Exercise objective:
Each line below must be set down exactly; omit any image you find.

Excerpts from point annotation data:
※
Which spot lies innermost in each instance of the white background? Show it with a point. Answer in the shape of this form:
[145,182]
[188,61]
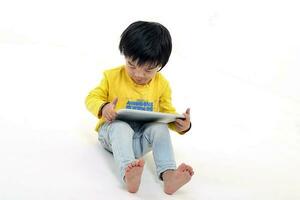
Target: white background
[235,63]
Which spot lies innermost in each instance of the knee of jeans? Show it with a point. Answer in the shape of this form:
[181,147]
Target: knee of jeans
[159,129]
[118,126]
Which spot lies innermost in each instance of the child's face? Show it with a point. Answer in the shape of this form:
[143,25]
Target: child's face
[141,75]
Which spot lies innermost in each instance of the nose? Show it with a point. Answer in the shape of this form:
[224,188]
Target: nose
[139,73]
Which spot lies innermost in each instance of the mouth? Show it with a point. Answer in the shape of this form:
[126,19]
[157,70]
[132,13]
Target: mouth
[139,81]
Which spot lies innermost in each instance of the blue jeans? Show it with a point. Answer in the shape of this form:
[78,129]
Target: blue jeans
[129,141]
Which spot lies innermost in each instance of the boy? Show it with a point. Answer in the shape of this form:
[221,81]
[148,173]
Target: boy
[139,85]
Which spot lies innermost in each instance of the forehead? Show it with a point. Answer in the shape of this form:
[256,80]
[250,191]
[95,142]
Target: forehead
[135,63]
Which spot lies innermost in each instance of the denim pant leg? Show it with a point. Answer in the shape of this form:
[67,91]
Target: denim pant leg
[157,136]
[117,137]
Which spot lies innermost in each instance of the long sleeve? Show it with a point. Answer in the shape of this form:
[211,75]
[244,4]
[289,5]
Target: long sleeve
[97,97]
[165,104]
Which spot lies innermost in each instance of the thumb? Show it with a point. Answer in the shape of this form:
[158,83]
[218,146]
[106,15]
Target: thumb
[188,111]
[115,101]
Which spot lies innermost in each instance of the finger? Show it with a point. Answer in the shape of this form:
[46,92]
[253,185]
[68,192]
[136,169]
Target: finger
[107,116]
[188,111]
[114,102]
[179,122]
[178,125]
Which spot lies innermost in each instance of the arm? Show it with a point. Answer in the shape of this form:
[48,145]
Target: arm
[165,105]
[97,98]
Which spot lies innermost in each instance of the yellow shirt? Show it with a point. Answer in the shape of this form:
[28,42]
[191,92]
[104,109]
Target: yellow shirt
[154,96]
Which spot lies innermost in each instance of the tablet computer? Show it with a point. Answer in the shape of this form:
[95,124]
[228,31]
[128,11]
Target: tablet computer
[147,116]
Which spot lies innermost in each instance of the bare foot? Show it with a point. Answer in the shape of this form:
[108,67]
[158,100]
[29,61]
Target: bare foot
[133,173]
[175,179]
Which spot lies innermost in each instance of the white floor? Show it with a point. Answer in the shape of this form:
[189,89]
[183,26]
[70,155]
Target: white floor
[244,143]
[238,70]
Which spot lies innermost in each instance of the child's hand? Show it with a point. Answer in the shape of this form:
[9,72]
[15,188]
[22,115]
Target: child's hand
[108,111]
[183,125]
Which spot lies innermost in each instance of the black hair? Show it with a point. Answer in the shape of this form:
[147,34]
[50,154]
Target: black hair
[146,43]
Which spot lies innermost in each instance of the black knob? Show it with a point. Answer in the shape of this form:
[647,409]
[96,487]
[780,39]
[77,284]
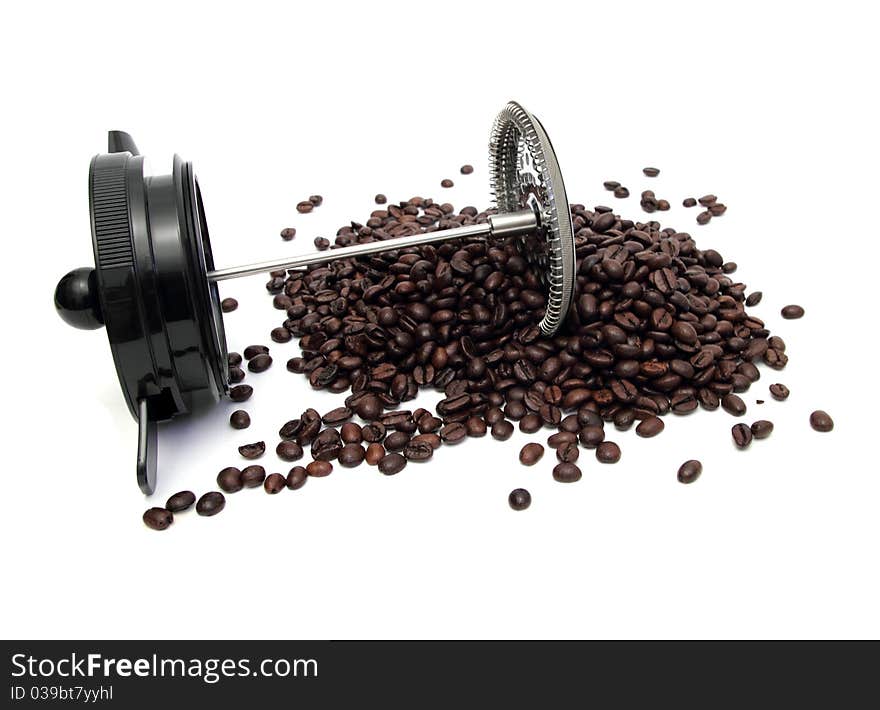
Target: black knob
[76,299]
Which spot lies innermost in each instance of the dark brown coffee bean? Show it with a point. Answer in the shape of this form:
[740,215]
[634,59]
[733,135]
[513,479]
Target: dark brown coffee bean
[184,500]
[742,435]
[211,503]
[820,421]
[296,478]
[260,363]
[229,479]
[530,454]
[779,391]
[158,518]
[253,476]
[274,483]
[733,404]
[566,473]
[650,427]
[608,452]
[241,393]
[762,428]
[319,469]
[392,463]
[690,471]
[519,499]
[252,451]
[239,419]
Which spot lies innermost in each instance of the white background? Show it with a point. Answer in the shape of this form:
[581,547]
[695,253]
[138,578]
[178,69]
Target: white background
[772,106]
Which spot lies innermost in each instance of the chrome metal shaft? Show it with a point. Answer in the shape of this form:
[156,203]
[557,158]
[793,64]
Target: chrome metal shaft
[509,224]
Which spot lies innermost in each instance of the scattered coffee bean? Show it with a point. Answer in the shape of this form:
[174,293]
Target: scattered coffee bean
[530,454]
[742,435]
[608,452]
[792,312]
[779,391]
[392,463]
[690,471]
[820,421]
[519,499]
[239,419]
[158,518]
[211,503]
[184,500]
[252,451]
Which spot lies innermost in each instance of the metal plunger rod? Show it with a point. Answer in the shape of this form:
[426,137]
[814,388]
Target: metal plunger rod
[511,224]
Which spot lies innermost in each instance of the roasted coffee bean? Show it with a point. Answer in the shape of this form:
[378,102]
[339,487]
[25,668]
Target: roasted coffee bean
[229,479]
[289,451]
[184,500]
[239,419]
[502,430]
[252,451]
[241,393]
[274,483]
[253,476]
[530,454]
[742,435]
[820,421]
[689,471]
[158,518]
[296,478]
[779,391]
[650,427]
[392,463]
[375,453]
[608,452]
[211,503]
[519,499]
[792,312]
[319,469]
[733,404]
[761,429]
※
Result of the task:
Which spot lies innermost in each instance of the white background? Show it with a point. Answer in the shape of this form:
[145,182]
[188,61]
Target: white background
[235,63]
Which spot lies innermost in each instance of the knee of jeans? Show it with a point. Answer in the shape of this form:
[181,147]
Target: knee of jeans
[159,129]
[118,126]
Which spot lies innermost in each instance of the child's face? Show it with a point. Answer in the shape of this form:
[143,25]
Target: child's face
[141,75]
Which spot lies innermost in each instance of the nose? Show it with a point. Answer in the shape of this form:
[224,188]
Target: nose
[139,73]
Which spot lies innermost in each instance of the mouth? Show it with a point. Answer in the shape of this form:
[126,19]
[157,70]
[132,13]
Target: mouth
[139,81]
Which spot lies innermost in each instance of the blue jeans? Show it with a point. Answer in the shape of this form:
[78,129]
Target: blue jeans
[129,141]
Which spot lies innermost in each instance of the boy? Show it with a point. Answer in the shape of this form:
[221,81]
[148,173]
Target: boy
[139,85]
Which spot lies innermost in each instance of the forehead? Show it with a point. Answer in the shape of this form:
[256,80]
[250,191]
[95,142]
Target: forehead
[135,63]
Which spot lies innermost in each instance of the denim pant leg? Show it with a point. Answer in the shape of this form:
[67,91]
Target: denim pant leg
[157,136]
[117,137]
Which spot lies innermost in each instance of the long sleeve? Show it with a point. Answer in the shape of this form:
[211,75]
[244,4]
[289,5]
Target: long sleeve
[97,97]
[165,104]
Which spot lies innermost in each instance of the thumb? Show it with a point. Answer in the shape of this form:
[158,83]
[218,146]
[106,15]
Target: thumb
[188,111]
[115,101]
Which spot lies innermost in each instance of the finger? Show it with a point. Answer in the shape of this form:
[46,92]
[253,185]
[68,192]
[136,169]
Target: finger
[107,116]
[188,111]
[114,102]
[179,122]
[178,125]
Which spot lies innermost in each instance of the arm? Show it with a point. Answer in the shape of this form:
[48,145]
Target: arm
[165,105]
[97,98]
Which spot lies innermost in each instance of the yellow shirt? Show it with a point. Answer in the shape of this form:
[28,42]
[191,92]
[104,109]
Target: yellow shirt
[154,96]
Which spot lies innermost in each instance of the tablet computer? Show it with a point. Answer in the shape of this form:
[95,124]
[228,31]
[128,11]
Target: tablet computer
[147,116]
Which spot lies innermost in each instance of the bare foot? Show it with a point. Answer in the shape of this form:
[108,67]
[158,100]
[29,61]
Target: bare foot
[133,173]
[175,179]
Which spot lies innermost in each instance of the white floor? Show it with a point. Answer in the shape of this form:
[189,89]
[183,26]
[70,155]
Target: white floor
[244,143]
[238,70]
Which spot lies innermost in each instance of the child's hand? Show it with a point. Answer in the shape of this form:
[9,72]
[15,188]
[22,115]
Target: child's hand
[108,111]
[183,125]
Which spot lies innermost in each instance of the black hair? Show it with a point. Answer in the shape of this form:
[147,34]
[50,154]
Target: black hair
[146,43]
Which spot lies innermost in each instance of the black knob? Show it with a point. Answer in the shape of this form:
[647,409]
[96,487]
[780,39]
[77,284]
Target: black knob
[76,299]
Which spot lies innermost in each instance of the dark brown coffee bean? Show it with a point. Answer in the shape of this form:
[740,215]
[634,59]
[733,135]
[513,479]
Target: dark brown coffee bean
[184,500]
[742,435]
[211,503]
[820,421]
[296,478]
[260,363]
[229,479]
[530,454]
[779,391]
[158,518]
[253,476]
[274,483]
[733,404]
[566,473]
[650,427]
[608,452]
[241,393]
[762,428]
[319,469]
[392,463]
[690,471]
[519,499]
[252,451]
[239,419]
Which spot lies innermost in each instance of the white background? Show it with a point. Answer in the shape of this form:
[581,547]
[695,253]
[138,578]
[178,69]
Target: white background
[772,106]
Which spot lies innermost in each instance of the chrome metal shaft? Show it with a point. Answer in the shape of this form:
[156,203]
[557,158]
[793,64]
Target: chrome metal shaft
[509,224]
Which spot lies innermost in each instance of the scattered coffee bean? Show it with a point. Answer in the shape of this form:
[174,293]
Target: scattered coffee bean
[530,454]
[742,435]
[608,452]
[792,312]
[779,391]
[392,463]
[690,471]
[820,421]
[519,499]
[239,419]
[158,518]
[211,503]
[184,500]
[252,451]
Which spot lies innermost in each instance of the metal plunger rod? Show it with a point. Answer in the shape of this form:
[426,137]
[814,388]
Target: metal plunger rod
[511,224]
Which spot lies innermost in each instance of the roasted coffee bean? Show it with a point. Answer in the shape of this form:
[378,102]
[339,487]
[25,668]
Target: roasted coffee bean
[229,479]
[289,451]
[184,500]
[239,419]
[502,430]
[252,451]
[241,393]
[274,483]
[253,476]
[530,454]
[742,435]
[820,421]
[689,471]
[158,518]
[296,478]
[779,391]
[650,427]
[392,463]
[375,453]
[608,452]
[211,503]
[519,499]
[792,312]
[319,469]
[733,404]
[761,429]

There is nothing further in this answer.